=== Extract provided ===

Eleven years ago on the spring equinox a pattern began to emerge. My rain calendar, 366 individually mounted acrylic tiles, now resided on my apartment wall. On that day, I pulled forward the tile representing the spring equinox and began. Everyday since, as with my life, the calendar changed to mark a new day and record the pattern of my trajectory. A marking that linked my everyday experience to the environment I inhabit. While the aspiration was there that first day, little did I think that a decade later the record would still be playing strong. A daily motion and reflection that ripples forward from that first tile on that first equinox to today.

Fittingly, as I write, today is a Rain Day.

Spring Equinox, 2010

Spring Equinox, 2010

Gauge 

Inspired by life in the Pacific Northwest, I conceived of my calendar as a way to trace my personal experience of rain. A daily ritual of recording precipitation and my relationship with my place. An enactment and representation of my relationship with rain through art.

=== Given records ===

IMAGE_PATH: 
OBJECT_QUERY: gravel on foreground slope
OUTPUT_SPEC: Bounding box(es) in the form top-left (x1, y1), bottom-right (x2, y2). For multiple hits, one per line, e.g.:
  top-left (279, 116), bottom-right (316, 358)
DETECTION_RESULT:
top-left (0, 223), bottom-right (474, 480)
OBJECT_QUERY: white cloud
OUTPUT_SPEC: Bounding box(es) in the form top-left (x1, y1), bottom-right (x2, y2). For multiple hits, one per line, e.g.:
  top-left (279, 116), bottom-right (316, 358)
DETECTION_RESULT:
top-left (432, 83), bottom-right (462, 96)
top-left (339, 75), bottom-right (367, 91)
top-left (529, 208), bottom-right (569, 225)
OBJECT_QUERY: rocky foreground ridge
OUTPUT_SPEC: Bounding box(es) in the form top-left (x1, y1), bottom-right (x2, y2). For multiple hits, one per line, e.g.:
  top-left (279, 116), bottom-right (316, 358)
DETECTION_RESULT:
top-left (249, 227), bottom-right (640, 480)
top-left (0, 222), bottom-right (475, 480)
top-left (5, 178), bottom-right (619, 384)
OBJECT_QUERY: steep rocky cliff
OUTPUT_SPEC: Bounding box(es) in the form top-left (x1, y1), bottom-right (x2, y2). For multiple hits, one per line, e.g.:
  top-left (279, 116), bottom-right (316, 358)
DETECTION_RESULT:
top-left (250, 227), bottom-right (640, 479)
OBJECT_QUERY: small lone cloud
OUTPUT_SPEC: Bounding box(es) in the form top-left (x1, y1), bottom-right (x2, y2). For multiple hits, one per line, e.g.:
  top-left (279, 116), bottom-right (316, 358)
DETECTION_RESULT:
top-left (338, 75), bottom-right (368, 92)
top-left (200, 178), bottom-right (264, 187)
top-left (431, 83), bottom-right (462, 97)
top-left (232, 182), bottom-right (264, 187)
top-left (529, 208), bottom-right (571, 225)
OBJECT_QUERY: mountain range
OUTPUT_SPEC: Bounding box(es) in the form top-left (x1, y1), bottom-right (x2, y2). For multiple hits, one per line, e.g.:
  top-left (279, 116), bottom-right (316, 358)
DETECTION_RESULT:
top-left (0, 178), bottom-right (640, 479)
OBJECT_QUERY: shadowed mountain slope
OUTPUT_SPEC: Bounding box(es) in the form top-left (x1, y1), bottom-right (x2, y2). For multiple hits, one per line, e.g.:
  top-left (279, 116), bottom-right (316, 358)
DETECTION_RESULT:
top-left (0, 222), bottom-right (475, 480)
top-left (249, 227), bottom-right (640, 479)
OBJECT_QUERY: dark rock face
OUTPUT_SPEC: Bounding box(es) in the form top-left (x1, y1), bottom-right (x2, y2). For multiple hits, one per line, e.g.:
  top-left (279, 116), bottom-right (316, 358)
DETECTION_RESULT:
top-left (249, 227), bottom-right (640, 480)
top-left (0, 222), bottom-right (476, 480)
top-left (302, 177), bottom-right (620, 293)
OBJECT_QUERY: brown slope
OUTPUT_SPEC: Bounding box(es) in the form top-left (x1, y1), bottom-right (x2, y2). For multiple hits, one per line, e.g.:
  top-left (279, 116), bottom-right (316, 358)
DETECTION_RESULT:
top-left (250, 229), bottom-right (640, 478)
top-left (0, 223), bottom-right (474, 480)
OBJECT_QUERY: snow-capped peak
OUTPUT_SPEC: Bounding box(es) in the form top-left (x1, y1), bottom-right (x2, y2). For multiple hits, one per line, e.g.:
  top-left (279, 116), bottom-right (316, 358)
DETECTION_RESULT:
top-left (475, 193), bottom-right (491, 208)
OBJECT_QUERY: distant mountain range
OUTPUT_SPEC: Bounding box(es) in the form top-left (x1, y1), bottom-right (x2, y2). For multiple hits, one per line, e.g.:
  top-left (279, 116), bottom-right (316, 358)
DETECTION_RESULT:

===

* Jobs:
**1)** In the passage about the rain calendar, how many tiles make up the calendar?
**2)** Summarize the passage about the rain calendar in two sentences.
**3)** Carry on the passage about the rain calendar from the point where it ends.

* Expected outputs:
**1)** The calendar consists of 366 individually mounted acrylic tiles.

**2)** On the spring equinox eleven years ago, the writer began a rain calendar of 366 acrylic tiles on an apartment wall, changing it each day to link daily experience with the surrounding environment, and the record has continued for more than a decade. Inspired by life in the Pacific Northwest, the writer conceived the calendar as a daily ritual of recording precipitation and as an artistic representation of a personal relationship with rain.

**3)**
A calendar of 366 individual acrylic tiles. Each morning the forward tile marking the previous day is pushed back to rest flat against the wall and the tile marking the new day is pulled forward to rest on the head of the nail.  At the end of each day the current tile is flipped to reflect if it was a 'rain day' (gray) or not (yellow-orange). The gauge is my body.  Each tile once pushed back to the wall remains in this state as a record of that day until the year passes bringing me and the calendar back around to a particular tile and day. This ritual and daily observance has become a metronome of sorts. An action that has built layers of knowledge and experience that was barely considered that first day. An action that has come to shape both me (the gauge) and the environment around me.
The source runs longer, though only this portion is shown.